RECORD EXTRACTS
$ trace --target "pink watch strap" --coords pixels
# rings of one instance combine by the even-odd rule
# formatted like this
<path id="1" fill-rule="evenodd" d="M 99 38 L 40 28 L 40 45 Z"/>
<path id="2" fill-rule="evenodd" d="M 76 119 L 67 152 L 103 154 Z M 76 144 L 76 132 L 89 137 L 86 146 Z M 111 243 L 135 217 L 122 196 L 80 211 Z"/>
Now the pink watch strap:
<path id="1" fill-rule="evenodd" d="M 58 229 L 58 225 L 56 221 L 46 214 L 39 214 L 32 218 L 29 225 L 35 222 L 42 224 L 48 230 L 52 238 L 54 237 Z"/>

TASK REQUIREMENTS
Reproduce the listing above verbatim.

EXERCISE SOLUTION
$ trace --target "pink watch strap" --coords pixels
# rings of one instance combine by the even-odd rule
# formatted like this
<path id="1" fill-rule="evenodd" d="M 99 38 L 40 28 L 40 45 Z"/>
<path id="2" fill-rule="evenodd" d="M 76 119 L 67 152 L 103 154 Z M 76 144 L 76 132 L 89 137 L 86 146 Z M 111 243 L 135 217 L 122 196 L 80 211 Z"/>
Now the pink watch strap:
<path id="1" fill-rule="evenodd" d="M 58 229 L 58 225 L 56 221 L 46 214 L 39 214 L 32 218 L 29 225 L 35 222 L 42 224 L 48 230 L 52 238 L 54 237 Z"/>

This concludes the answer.